● **Dataset excerpts**
Content starts
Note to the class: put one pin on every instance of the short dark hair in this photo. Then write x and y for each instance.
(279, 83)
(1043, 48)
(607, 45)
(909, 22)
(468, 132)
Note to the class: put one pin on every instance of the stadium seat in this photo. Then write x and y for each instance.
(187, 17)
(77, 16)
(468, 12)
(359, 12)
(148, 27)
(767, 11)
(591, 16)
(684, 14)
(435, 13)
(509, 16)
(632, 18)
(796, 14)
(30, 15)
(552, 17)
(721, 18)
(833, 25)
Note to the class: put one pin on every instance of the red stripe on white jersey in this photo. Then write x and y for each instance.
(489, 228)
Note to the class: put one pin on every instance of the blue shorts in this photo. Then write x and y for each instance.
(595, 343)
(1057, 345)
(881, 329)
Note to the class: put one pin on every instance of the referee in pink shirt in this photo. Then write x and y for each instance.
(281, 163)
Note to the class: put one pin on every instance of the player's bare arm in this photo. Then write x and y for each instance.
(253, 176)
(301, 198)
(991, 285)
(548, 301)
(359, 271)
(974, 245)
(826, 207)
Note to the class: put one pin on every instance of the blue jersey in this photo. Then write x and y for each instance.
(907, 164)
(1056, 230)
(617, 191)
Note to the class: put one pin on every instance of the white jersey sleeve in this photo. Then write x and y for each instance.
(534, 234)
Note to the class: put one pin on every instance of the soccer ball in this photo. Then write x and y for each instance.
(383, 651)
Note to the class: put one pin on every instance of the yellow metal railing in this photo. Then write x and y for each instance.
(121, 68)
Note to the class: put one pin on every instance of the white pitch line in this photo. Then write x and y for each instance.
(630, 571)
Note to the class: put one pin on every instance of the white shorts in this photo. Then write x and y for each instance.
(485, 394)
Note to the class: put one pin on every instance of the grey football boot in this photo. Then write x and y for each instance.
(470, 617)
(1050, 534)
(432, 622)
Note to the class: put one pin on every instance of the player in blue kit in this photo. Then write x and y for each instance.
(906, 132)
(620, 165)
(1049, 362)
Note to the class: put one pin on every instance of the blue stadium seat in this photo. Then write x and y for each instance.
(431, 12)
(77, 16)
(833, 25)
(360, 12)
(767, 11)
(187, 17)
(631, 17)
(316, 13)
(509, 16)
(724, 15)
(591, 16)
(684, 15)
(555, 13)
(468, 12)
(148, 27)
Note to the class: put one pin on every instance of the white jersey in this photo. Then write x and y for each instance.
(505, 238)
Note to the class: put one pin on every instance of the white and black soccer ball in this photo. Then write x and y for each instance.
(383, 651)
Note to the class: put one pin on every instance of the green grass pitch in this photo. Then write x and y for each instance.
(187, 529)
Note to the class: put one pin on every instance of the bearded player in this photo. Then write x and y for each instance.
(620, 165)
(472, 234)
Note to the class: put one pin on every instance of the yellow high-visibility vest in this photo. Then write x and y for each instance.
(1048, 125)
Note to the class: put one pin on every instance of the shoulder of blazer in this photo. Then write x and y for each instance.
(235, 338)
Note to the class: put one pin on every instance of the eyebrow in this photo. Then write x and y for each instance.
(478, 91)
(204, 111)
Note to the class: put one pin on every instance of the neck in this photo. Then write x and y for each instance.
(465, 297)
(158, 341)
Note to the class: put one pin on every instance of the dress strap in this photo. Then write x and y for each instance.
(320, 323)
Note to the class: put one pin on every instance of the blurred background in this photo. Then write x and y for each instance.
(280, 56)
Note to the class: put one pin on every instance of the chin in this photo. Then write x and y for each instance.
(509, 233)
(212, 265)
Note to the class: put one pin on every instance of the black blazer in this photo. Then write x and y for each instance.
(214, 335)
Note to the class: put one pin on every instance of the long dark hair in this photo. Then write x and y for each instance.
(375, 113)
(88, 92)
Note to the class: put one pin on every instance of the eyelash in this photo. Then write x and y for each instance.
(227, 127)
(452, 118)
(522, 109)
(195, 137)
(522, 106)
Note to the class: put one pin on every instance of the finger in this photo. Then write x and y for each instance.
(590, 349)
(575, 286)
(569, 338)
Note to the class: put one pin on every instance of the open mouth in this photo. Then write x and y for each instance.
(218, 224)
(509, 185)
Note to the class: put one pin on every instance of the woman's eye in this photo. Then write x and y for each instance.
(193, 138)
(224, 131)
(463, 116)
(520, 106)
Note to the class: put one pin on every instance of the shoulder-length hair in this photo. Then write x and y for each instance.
Content ends
● **Task item**
An exact copy of the lines from the one with "of the long" through the last line of the listing is the whole answer.

● **Task response**
Note to the class: put one pin on every instance of the long dark hair in this photo. Then write x and y for each instance.
(375, 113)
(88, 92)
Note to the class: put one pin on every instance of the eyelash in this photo. Then write x and y for each instance.
(227, 127)
(452, 118)
(522, 109)
(195, 137)
(522, 106)
Note to the class: put one pin on every instance of the finger in this photo. Then write x and y for each instance.
(590, 349)
(575, 286)
(569, 338)
Note to the class: put one pin on every instance of the open mouth in this photo. Then write x and y for each instance.
(218, 224)
(509, 185)
Note to the class: put one pin on every instance of the woman's eye in this photo. Then write x and y for each instance.
(193, 138)
(224, 131)
(463, 116)
(520, 106)
Note to the class: put one pin on every instance of the shoulder-length hair in this photo. Then write x and y for each instance.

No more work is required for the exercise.